• _Fragmento del documento_

-*-

La I latina, la lealtad familiar y el imperativo
categórico kantiano
Por Milagros Terán
Pimentel
Alumna del primer
semestre de la Maestría de Filosofía. Trabajo elaborado como evaluación final
en la asignatura “Ética”, impartida por el Profesor Gerardo Valero.
Universidad de Los Andes.
Mérida - Venezuela
“Si la I latina es la más desgraciada de las letras…, puede ser”
José Rafael Pocaterra
La I latina/Cuentos Grotescos
Dos cosas llenan el ánimo de admiración y respeto, siempre nuevos y
crecientes,
cuanto con más frecuencia y aplicación se ocupa de ellas la reflexión:
el cielo estrellado sobre mí y la ley moral en mí.
Immanuel Kant
Critica de la razón práctica
La obra de Rafael Pocaterra es un
testimonio y una denuncia de la época que le correspondió vivir, porque en ella
no sólo deja constancia de un periodo importante de la historia venezolana, el gomecismo,
narrando a través de sus personajes y con meridiana claridad la violencia y falsa moral reinante sustentadas
en un principio de autoridad forzosa; sino que además, transformando lo grotesco en artístico, su obra encubre una intención
ética que desemboca en una denuncia social particular respecto de aquella
tiranía que sojuzgaba la libertad mediante el uso del terror, la fuerza y
decadencia moral. En los cuentos de Pocaterra no hay especulaciones
estilísticas ni mentales: hay
situaciones y vidas que exigen una posición de rechazo o de aceptación, o un
análisis filosófico.

-*-

• _Material_
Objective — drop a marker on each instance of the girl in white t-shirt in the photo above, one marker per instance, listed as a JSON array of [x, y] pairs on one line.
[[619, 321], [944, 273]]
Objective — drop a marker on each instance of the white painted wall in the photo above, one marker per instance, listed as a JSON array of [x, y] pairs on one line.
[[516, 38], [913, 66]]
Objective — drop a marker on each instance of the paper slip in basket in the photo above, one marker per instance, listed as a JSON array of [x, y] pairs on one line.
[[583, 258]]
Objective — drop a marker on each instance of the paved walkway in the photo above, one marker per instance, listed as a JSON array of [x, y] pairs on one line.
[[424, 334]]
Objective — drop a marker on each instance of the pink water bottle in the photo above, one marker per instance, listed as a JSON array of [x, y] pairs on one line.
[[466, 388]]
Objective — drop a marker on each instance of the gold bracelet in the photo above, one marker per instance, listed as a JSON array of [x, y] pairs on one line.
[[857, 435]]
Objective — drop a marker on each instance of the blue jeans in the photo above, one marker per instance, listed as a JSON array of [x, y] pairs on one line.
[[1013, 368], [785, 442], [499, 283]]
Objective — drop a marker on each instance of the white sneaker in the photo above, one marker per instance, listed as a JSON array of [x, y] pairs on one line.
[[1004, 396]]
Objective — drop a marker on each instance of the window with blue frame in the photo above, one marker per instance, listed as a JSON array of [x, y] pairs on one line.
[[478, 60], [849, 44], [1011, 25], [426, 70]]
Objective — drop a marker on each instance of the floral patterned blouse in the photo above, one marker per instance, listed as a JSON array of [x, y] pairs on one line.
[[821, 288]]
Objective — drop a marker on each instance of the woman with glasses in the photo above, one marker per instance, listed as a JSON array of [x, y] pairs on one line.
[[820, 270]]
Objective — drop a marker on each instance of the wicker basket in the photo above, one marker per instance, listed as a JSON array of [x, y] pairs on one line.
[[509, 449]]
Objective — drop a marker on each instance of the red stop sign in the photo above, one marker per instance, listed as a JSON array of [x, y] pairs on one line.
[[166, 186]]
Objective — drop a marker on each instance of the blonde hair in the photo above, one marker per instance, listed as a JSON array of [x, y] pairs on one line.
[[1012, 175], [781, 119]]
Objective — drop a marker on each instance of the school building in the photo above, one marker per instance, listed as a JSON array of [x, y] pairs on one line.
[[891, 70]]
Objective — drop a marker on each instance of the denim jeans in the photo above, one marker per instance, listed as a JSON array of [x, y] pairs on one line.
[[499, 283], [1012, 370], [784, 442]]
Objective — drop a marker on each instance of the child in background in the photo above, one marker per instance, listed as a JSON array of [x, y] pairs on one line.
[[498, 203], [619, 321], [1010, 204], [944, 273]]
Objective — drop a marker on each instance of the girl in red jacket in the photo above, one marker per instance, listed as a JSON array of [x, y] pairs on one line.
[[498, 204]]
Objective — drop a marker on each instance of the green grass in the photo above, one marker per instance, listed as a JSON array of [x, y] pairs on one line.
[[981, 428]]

-*-

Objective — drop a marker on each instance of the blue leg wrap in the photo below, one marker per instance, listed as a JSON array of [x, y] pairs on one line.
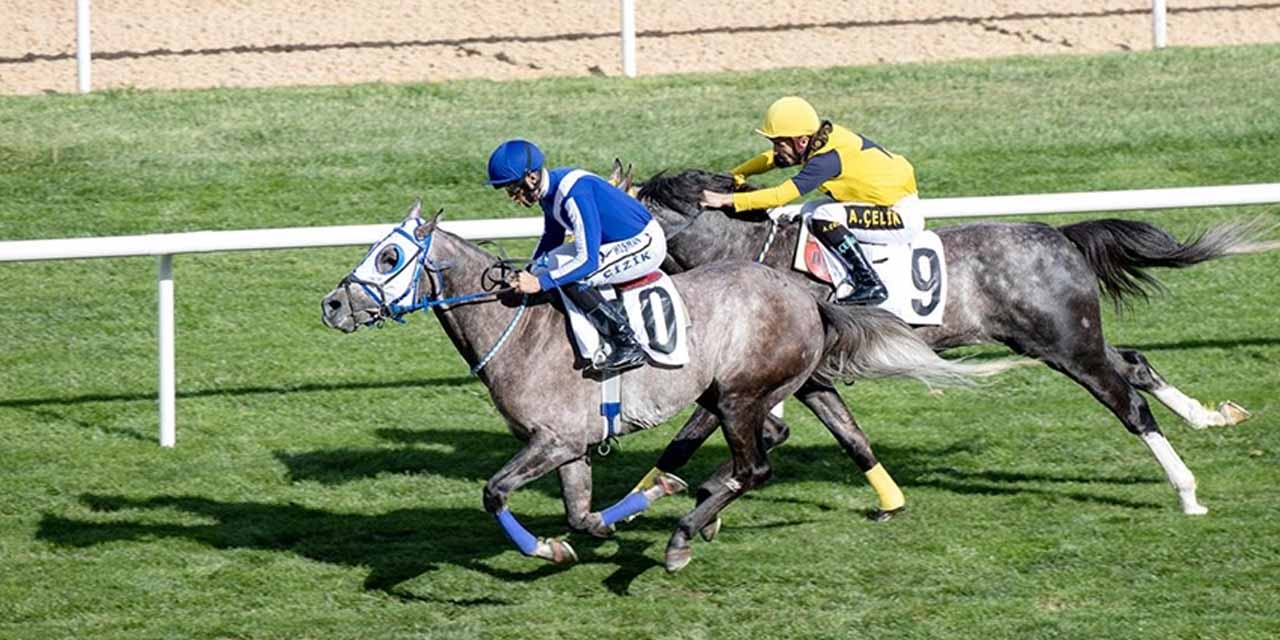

-*-

• _Instrucción escrita 1_
¿Puedes repetir las filas de los bloques, empezando en la que contiene "Objective — drop a marker on each instance of the green" y terminando en la que contiene "[[981, 428]]", ambas incluidas?
• _Instrucción escrita 2_
¿Cómo seguiría el ensayo sobre la obra de Pocaterra y la ética kantiana después de su última oración? Escribe esa continuación.

• _Resultado del ejercicio 1_
Objective — drop a marker on each instance of the green grass in the photo above, one marker per instance, listed as a JSON array of [x, y] pairs on one line.
[[981, 428]]

• _Resultado del ejercicio 2_
La autoridad de entonces, tanto en la vida pública, como en la privada,
hundía sus raíces en la violencia, el terror, la ignorancia y la existencia de
“códigos éticos” férreamente obedecidos por los miembros del clan social o
familiar. Particularmente, en lo que respecta a las familias, la violencia era
aceptada con sumisión y hasta con hidalguía por considerarse, dentro de algunos
códigos de ética popular, obligaba a sus componentes a actuar siempre en
respeto al principio sagrado de lealtad y de protección familiar. El silencio, en consecuencia, era también un
deber moral que imponía a los miembros guardar celosamente los secretos
familiares, pues “los trapos sucios se lavan en casa” y “el que le pega a la
familia se arruina”.
Este “código” del
silencio que contiene una prohibición tácita, la de denunciar al cónyuge o
parientes (padres, hijos, hermanos, abuelos, nietos, tíos, sobrinos) que agreden
o lesionen física y psicológicamente a sus familiares, lo delata Pocaterra a través de uno de sus
personajes más representativos de la venezolanidad de inicios del siglo XX, esencialmente
desde el rol que correspondió a la mujer de su tiempo condenada a la sumisión y
mutismo;
me refiero a la “I Latina”, la Señorita; la maestra alta y delgada (por ello el apodo
de i latina) que sufre, con callada abnegación,
la violencia de un hermano alcohólico que la lleva a la muerte. En este
cuento Pocaterra no sólo denuncia el maltrato que inflige el hermano, Ramón
María, a la Señorita; sino que
además muestra el silencio “manso” de la
víctima y el silencio “cómplice” de la sociedad que lo conoce, mas no lo acusa,
representado este último en el Señor inspector:
“…un viejecito pulcro, vestido de negro, le preguntó delante de nosotros al
verle la sien vendada:
- ¿Como que sufrió algún golpe, hija?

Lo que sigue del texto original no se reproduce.